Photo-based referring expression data
☆ ☆ ☆ ☆ ☆

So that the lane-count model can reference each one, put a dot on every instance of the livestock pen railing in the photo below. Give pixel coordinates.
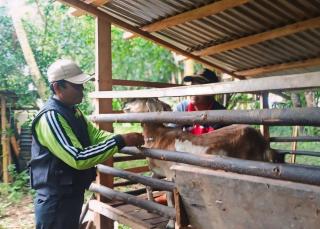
(297, 174)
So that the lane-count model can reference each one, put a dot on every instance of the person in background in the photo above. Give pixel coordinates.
(65, 149)
(201, 102)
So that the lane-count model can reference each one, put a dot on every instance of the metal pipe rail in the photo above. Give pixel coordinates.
(158, 184)
(295, 139)
(299, 152)
(292, 116)
(290, 172)
(145, 204)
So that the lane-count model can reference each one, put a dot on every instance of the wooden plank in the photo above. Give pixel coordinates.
(264, 104)
(301, 174)
(277, 117)
(117, 215)
(127, 158)
(291, 82)
(294, 145)
(279, 67)
(98, 13)
(298, 139)
(216, 199)
(142, 83)
(103, 81)
(78, 12)
(124, 183)
(4, 141)
(181, 216)
(133, 200)
(201, 12)
(15, 145)
(138, 169)
(257, 38)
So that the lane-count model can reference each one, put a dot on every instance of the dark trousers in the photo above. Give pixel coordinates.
(58, 211)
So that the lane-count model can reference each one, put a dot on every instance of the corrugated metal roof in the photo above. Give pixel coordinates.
(241, 21)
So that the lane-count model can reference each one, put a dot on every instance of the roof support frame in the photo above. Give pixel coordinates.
(260, 37)
(95, 11)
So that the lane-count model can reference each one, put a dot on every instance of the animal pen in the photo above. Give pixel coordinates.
(271, 47)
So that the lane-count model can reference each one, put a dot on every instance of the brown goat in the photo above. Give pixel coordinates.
(240, 141)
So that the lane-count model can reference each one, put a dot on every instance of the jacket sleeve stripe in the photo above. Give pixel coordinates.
(87, 152)
(53, 123)
(106, 146)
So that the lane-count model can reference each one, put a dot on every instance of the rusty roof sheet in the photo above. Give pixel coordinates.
(282, 52)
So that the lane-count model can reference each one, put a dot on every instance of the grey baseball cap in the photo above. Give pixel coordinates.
(68, 70)
(203, 77)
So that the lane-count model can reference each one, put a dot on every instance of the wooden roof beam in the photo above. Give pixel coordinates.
(257, 38)
(201, 12)
(78, 12)
(99, 13)
(279, 67)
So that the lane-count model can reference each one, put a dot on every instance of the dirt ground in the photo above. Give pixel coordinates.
(17, 215)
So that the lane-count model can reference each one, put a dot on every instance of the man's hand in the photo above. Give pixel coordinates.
(133, 139)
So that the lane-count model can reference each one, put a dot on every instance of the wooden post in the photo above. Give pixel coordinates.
(294, 145)
(264, 104)
(4, 142)
(103, 82)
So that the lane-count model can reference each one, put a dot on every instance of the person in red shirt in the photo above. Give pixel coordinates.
(201, 102)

☆ ☆ ☆ ☆ ☆

> **WHAT YOU NEED TO DO**
Each line above must be set down exactly, though no picture should be carried over.

> **RESULT BELOW**
So that the lane-count model can reference each one, put a dot on every instance of the livestock pen railing in the photo below. Give pixel coordinates.
(297, 174)
So that the lane-count model can reference each one, put a dot on every instance of the person in background in the photo above. Give pixel coordinates.
(65, 149)
(201, 102)
So that the lane-count model can reference each one, put a dot on every instance of the metal pipe rail in the photo above. Give pixel coordinates.
(158, 184)
(295, 139)
(299, 152)
(292, 116)
(290, 172)
(145, 204)
So that the lane-count model can reference each one, put a dot on every instance of the wooden plank in the photo above. Give pixel coordinates.
(264, 104)
(301, 174)
(277, 117)
(117, 215)
(127, 158)
(291, 82)
(294, 145)
(279, 67)
(98, 13)
(298, 139)
(216, 199)
(142, 83)
(103, 81)
(78, 12)
(124, 183)
(4, 141)
(181, 216)
(133, 200)
(201, 12)
(15, 145)
(138, 169)
(257, 38)
So that the lane-count model can reference each one, put a dot on every instance of the dark trousers in the photo above. Give pixel coordinates.
(58, 211)
So that the lane-count model can reference each one, put a dot on every instance of the corrugated metal roof in the photo above. Give pixel coordinates.
(241, 21)
So that the lane-count model can reference each one, put a dot on every instance of the roof support frame in the photo above. Give pixel coordinates.
(260, 37)
(95, 11)
So that the lane-count model can reference each one, put a dot on every instance of the animal pen in the photo above. Give pixel coordinates.
(271, 47)
So that the lane-count model can reference each one, put a dot on every instance of the brown goat in the photo above. Give pixel coordinates.
(240, 141)
So that the lane-count model can reference each one, put a dot on every instance of the jacket sleeve stripe in the photo above. Give pixel coordinates.
(87, 152)
(53, 123)
(106, 146)
So that the lane-count model can reference each one, put a dot on every instance of the rusty roof sheet in the photo above. Give pixel coordinates.
(282, 52)
So that the lane-count model can reference each one, put a dot on every instance of the grey baseball cap in the photo above. Give pixel coordinates.
(68, 70)
(203, 77)
So that the lane-count model can reference each one, put a dot on every instance of the wooden roof beam in the photo above. Give pixel coordinates.
(257, 38)
(201, 12)
(78, 12)
(99, 13)
(279, 67)
So that the lane-count model can reference each one, put a dot on every instance of the dirt ground in the photo above. Give pixel coordinates.
(17, 215)
So that the lane-count model can reference each one, put a dot on every instance of the man's hand in the photo above. Give pixel coordinates.
(133, 139)
So that the lane-count model can reference each one, put a dot on every instance of the wooden post in the photo above. Give pixel coordinates.
(294, 145)
(264, 104)
(4, 142)
(103, 82)
So that the lane-count model can reference each one, put a dot on every instance of the person in red shirt in the photo above. Give pixel coordinates.
(201, 102)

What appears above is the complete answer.